* _Directions_
Print out the data below in full and exactly, skipping the pictures.

* _Working data_
════
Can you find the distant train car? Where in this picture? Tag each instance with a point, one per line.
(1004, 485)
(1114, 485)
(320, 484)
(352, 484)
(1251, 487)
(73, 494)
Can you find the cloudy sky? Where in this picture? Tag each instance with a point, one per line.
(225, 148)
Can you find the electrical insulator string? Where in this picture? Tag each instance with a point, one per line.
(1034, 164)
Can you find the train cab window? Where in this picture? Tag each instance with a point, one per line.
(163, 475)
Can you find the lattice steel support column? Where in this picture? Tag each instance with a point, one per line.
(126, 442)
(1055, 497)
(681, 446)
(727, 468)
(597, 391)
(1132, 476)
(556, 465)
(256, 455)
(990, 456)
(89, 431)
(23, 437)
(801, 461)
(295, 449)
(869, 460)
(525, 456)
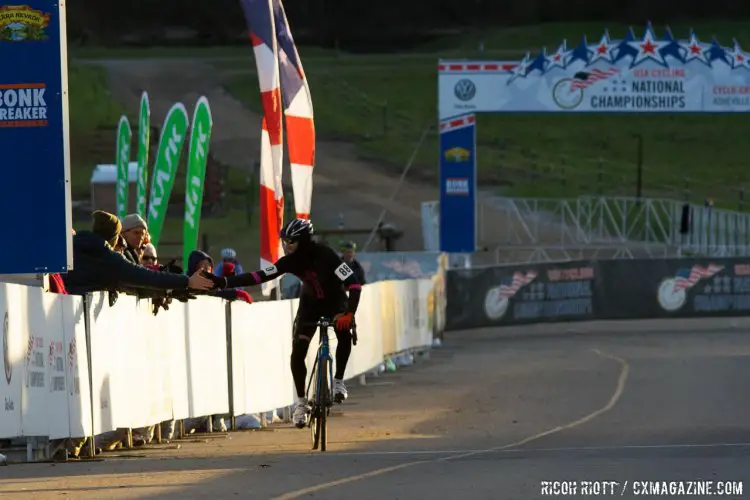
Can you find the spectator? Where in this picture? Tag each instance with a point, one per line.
(228, 255)
(134, 231)
(200, 261)
(149, 257)
(98, 267)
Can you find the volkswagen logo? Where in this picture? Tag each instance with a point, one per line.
(465, 90)
(6, 350)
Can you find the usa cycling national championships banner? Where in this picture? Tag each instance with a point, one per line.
(34, 139)
(458, 184)
(649, 73)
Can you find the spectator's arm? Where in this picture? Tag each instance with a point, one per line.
(226, 294)
(272, 272)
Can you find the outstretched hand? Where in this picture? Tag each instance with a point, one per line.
(198, 282)
(216, 281)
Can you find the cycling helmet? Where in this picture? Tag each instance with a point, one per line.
(298, 230)
(348, 245)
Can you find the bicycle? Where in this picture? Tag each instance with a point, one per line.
(322, 373)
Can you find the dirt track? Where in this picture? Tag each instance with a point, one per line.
(490, 415)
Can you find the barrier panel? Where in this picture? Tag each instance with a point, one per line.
(76, 366)
(586, 290)
(261, 345)
(44, 362)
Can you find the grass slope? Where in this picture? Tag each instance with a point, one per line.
(93, 118)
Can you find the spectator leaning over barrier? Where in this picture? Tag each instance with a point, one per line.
(98, 267)
(134, 230)
(228, 255)
(149, 258)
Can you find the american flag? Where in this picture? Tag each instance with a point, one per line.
(687, 278)
(519, 281)
(282, 83)
(584, 80)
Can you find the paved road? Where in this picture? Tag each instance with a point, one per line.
(491, 415)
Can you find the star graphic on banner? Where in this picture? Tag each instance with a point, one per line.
(739, 58)
(649, 49)
(624, 49)
(539, 63)
(604, 50)
(582, 52)
(696, 50)
(716, 51)
(560, 58)
(673, 48)
(521, 70)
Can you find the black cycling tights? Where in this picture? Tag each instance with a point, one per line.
(299, 353)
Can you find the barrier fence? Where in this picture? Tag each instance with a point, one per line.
(597, 289)
(75, 367)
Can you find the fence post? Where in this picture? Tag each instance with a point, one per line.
(686, 191)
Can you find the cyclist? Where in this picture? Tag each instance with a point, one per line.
(325, 280)
(348, 255)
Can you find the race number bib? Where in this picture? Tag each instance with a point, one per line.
(343, 272)
(270, 270)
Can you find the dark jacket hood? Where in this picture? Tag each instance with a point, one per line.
(194, 259)
(90, 242)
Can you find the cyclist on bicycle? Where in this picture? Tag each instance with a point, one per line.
(325, 281)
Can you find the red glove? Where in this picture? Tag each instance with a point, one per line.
(344, 321)
(243, 295)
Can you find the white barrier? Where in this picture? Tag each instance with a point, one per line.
(145, 369)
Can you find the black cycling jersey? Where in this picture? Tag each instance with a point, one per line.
(325, 278)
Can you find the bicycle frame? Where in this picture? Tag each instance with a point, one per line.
(324, 352)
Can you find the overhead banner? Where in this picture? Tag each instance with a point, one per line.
(34, 138)
(635, 74)
(458, 184)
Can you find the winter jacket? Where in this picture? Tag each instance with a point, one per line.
(97, 267)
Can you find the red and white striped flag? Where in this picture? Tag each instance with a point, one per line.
(282, 82)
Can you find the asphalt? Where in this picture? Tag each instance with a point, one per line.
(492, 414)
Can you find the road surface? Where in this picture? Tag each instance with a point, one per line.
(492, 414)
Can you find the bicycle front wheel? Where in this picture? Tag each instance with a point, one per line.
(319, 420)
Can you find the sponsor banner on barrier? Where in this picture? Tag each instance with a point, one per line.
(648, 73)
(383, 266)
(607, 289)
(678, 288)
(521, 294)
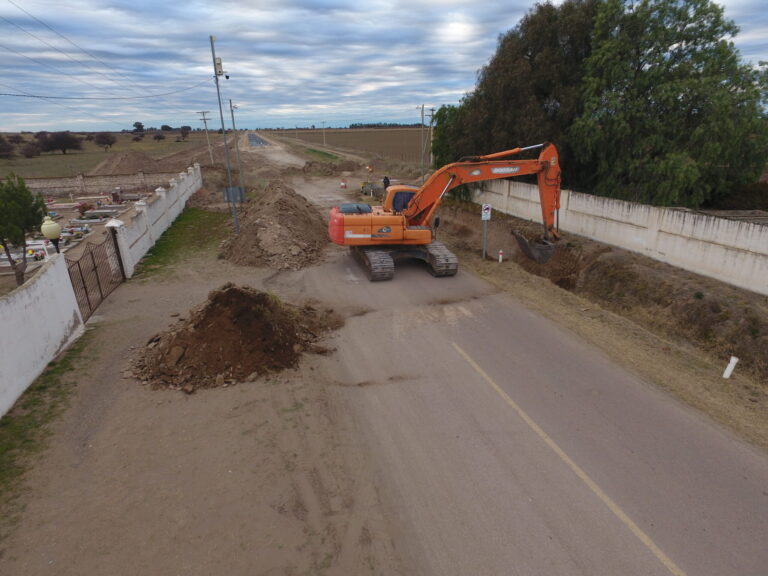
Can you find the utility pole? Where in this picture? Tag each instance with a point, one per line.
(421, 147)
(237, 146)
(428, 141)
(218, 70)
(207, 139)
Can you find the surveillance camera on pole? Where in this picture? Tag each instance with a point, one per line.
(232, 194)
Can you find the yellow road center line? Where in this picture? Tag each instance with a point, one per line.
(596, 490)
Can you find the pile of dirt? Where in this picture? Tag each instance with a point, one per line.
(330, 168)
(278, 228)
(238, 334)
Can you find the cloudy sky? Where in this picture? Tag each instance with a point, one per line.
(105, 64)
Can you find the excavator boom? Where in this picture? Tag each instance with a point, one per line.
(402, 226)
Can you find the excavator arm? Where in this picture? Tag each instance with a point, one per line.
(402, 227)
(546, 167)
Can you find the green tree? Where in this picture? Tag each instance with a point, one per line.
(20, 214)
(105, 140)
(530, 91)
(61, 141)
(671, 115)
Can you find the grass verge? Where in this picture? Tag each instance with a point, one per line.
(24, 430)
(194, 231)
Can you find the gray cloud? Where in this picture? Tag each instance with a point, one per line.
(295, 62)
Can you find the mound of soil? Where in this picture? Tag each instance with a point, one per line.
(238, 334)
(278, 228)
(330, 168)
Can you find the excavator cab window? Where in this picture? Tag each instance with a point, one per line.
(400, 200)
(355, 208)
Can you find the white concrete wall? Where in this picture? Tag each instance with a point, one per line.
(135, 236)
(728, 250)
(39, 320)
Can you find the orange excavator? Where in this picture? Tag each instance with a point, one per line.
(402, 227)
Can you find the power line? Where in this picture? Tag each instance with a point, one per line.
(83, 50)
(131, 82)
(27, 95)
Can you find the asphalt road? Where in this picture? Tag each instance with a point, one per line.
(505, 445)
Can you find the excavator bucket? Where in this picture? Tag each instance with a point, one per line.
(538, 250)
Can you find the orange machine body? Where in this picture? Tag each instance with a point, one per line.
(406, 215)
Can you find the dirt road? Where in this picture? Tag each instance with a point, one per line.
(451, 431)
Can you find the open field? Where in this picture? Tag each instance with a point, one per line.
(399, 144)
(52, 164)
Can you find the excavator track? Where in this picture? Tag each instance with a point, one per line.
(442, 262)
(378, 263)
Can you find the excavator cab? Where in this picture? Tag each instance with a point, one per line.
(398, 197)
════
* _Written answer_
Can you find the distant train car? Where in this picture? Tag each instance with a point, one per line.
(1004, 485)
(1114, 485)
(320, 484)
(352, 484)
(1251, 487)
(73, 494)
Can you find the cloudy sky? Where in this picture? Tag each instance with a point, one per line.
(225, 148)
Can you find the electrical insulator string? Where in this picture? Tag each instance with a point, one per line.
(1034, 164)
Can you find the train cab window? Where in this picture? Tag each instance with a point, one per line.
(163, 475)
Can you find the lattice steel support column? Where in this picture? Tag each instance with a point, one per line.
(126, 442)
(1055, 497)
(681, 446)
(727, 468)
(597, 391)
(1132, 476)
(556, 465)
(256, 455)
(990, 456)
(89, 431)
(23, 437)
(801, 461)
(295, 449)
(869, 460)
(525, 456)
Can you find the spectator? Where in this picture? Tag each instance with a point, one per line.
(228, 255)
(134, 231)
(200, 261)
(149, 257)
(98, 267)
Can you find the volkswagen logo? Where in this picture? Tag each instance with a point, one per line.
(465, 90)
(6, 350)
Can you find the usa cycling national championships banner? Where in this picture? Tag each instance with a point, one per line.
(34, 139)
(458, 184)
(649, 73)
Can you find the spectator's arm? Where in this picture? Tag each instance with a point, one per line.
(226, 294)
(272, 272)
Can you find the outstretched hand? Where in this picture? Tag each instance with a point, one per line.
(198, 282)
(216, 281)
Can you find the cycling helmet? Where in this picture? Tag each instance with a point, one per line.
(298, 230)
(348, 245)
Can you find the bicycle? Where in this picture? Tag each instance with a point, one per line.
(322, 373)
Can you find the dirt track? Where in this picture? Tag each instance with a point, one per line.
(490, 415)
Can you find the barrier panel? Where in this picture? Tag each instance with a point, one per line.
(76, 366)
(586, 290)
(261, 345)
(44, 362)
Can you find the grass slope? Where in this picture? Tag each instance with a point, one per line.
(93, 118)
Can you find the spectator leaning over barrier? Where in this picture? Tag each instance with a point, one per line.
(98, 267)
(134, 230)
(228, 255)
(149, 258)
Can you find the american flag? Where in this picture? Tag each instance with a point, one per line.
(687, 278)
(519, 281)
(282, 83)
(584, 80)
Can you find the paved road? Where in this picture? Tag each instance with a point, one per line.
(491, 415)
Can you find the star graphic on banner? Where in this picture? Tag each instance with a point, one per line.
(739, 58)
(649, 49)
(624, 49)
(539, 63)
(604, 50)
(582, 52)
(696, 50)
(716, 51)
(560, 58)
(673, 48)
(521, 70)
Can you find the black cycling tights? Where in this picture? Tag each instance with a point, one per line.
(299, 353)
Can you find the barrier fence? Where in this picture? Tag each instance with a point, one per line.
(597, 289)
(75, 367)
Can you find the fence post? Where in this picture? Tag each instance with a point, one per line.
(686, 191)
Can you find the cyclist? Where in this picture? Tag each instance with a point, one per line.
(325, 280)
(348, 255)
Can you find the race number bib? Where in this picture? Tag each instance with a point, one per line.
(343, 272)
(270, 270)
Can you find the dark jacket hood? Where in this picture? Tag each instance with a point, one per line.
(194, 259)
(90, 242)
Can you find the cyclist on bicycle? Where in this picture? Tag each instance with a point, one per line.
(325, 281)
Can you find the red glove? Where in this picture? Tag each instance with a point, one per line.
(344, 321)
(243, 295)
Can you find the white barrier? Where in this picture? Tag each instance with a point, one per line.
(145, 369)
Can you find the black cycling jersey? Where in this picture? Tag each instance with a point, one per line.
(325, 278)
Can you find the bicycle frame? Where in this picture? Tag each instance with a point, one per line.
(324, 352)
Can you find the overhead banner? Where in this picture? Tag each instance with a point, one per line.
(34, 138)
(635, 74)
(458, 184)
Can you find the winter jacket? Where in this picture? Tag each instance with a point, one per line.
(97, 267)
Can you find the red and white striped flag? Where in this picture? Tag each instance with a point, one per line.
(282, 82)
Can you find the asphalt? Where in this picture? Tag each instance with a point, one per line.
(492, 414)
Can you find the road surface? Where in this picture? Tag each instance with a point, one per line.
(492, 414)
Can you find the bicycle front wheel? Where in this picture? Tag each instance with a point, one per line.
(319, 420)
Can you find the sponsor banner on barrier? Where in this picture? Tag each instance with a point, one per line.
(648, 73)
(383, 266)
(607, 289)
(678, 288)
(521, 294)
Can you find the utility pole? Where in this picture? Tag each instance with a point, one per line.
(421, 147)
(237, 146)
(428, 141)
(218, 70)
(207, 139)
Can you find the surveillance camera on pole? Where in this picture? Tag each instance with a point, one per line.
(232, 194)
Can you find the yellow road center line? Where in this picture? Tag each instance with a point, one per line.
(596, 490)
Can you find the pile of dirt? Where in this picture? Tag each instance with a point, one per line.
(330, 168)
(278, 228)
(238, 334)
Can you find the cloudy sky? Where in this picture? Tag each instance with a point, one per line.
(105, 64)
Can you find the excavator boom? Where in this picture? Tag each instance with a point, one per line.
(402, 226)
Can you find the excavator arm? Where in this picture? Tag each instance with a point, one per line.
(402, 227)
(546, 167)
Can you find the green tree? Where in this picture? Tag each instance with a point, one per line.
(20, 214)
(105, 140)
(530, 91)
(61, 141)
(671, 115)
Can you find the grass verge? Where in this picture? Tag each instance with a point, one per line.
(24, 430)
(194, 231)
Can you find the gray cloud? Where in this picture? Tag each instance with a point, one per line.
(295, 62)
Can you find the mound of soil? Where in this picture? Tag each instance with a point, one per line.
(238, 334)
(278, 228)
(330, 168)
Can you find the excavator cab window? Where in this picture? Tag each instance with a point, one per line.
(400, 200)
(355, 208)
Can you find the white concrete wall? Where in this picture? Tag each instance with a point, one per line.
(135, 236)
(728, 250)
(39, 320)
Can you find the orange excavator? Where in this picture? Tag each instance with a point, one per line.
(402, 227)
Can you find the power line? Where in this picture? Tag each instance with a point, one per line.
(83, 50)
(131, 82)
(27, 95)
Can you find the asphalt road? Where in this picture? Tag each instance with a point, one per line.
(505, 445)
Can you find the excavator bucket? Where in this picture? Tag each instance with a point, one per line.
(538, 250)
Can you find the orange machine body? Where in this picture? Tag each instance with a point, one per line.
(406, 215)
Can you find the dirt road? Where in this picture? Tag each instance with a point, one per line.
(451, 431)
Can you find the open field? Where in this picture? Tag each instance with a point, one per line.
(399, 144)
(52, 164)
Can you find the excavator track? Where in this picture? Tag each instance with a point, one per line.
(442, 262)
(378, 263)
Can you find the excavator cab? Where in this picture? Tag each instance with a point, one per line.
(398, 197)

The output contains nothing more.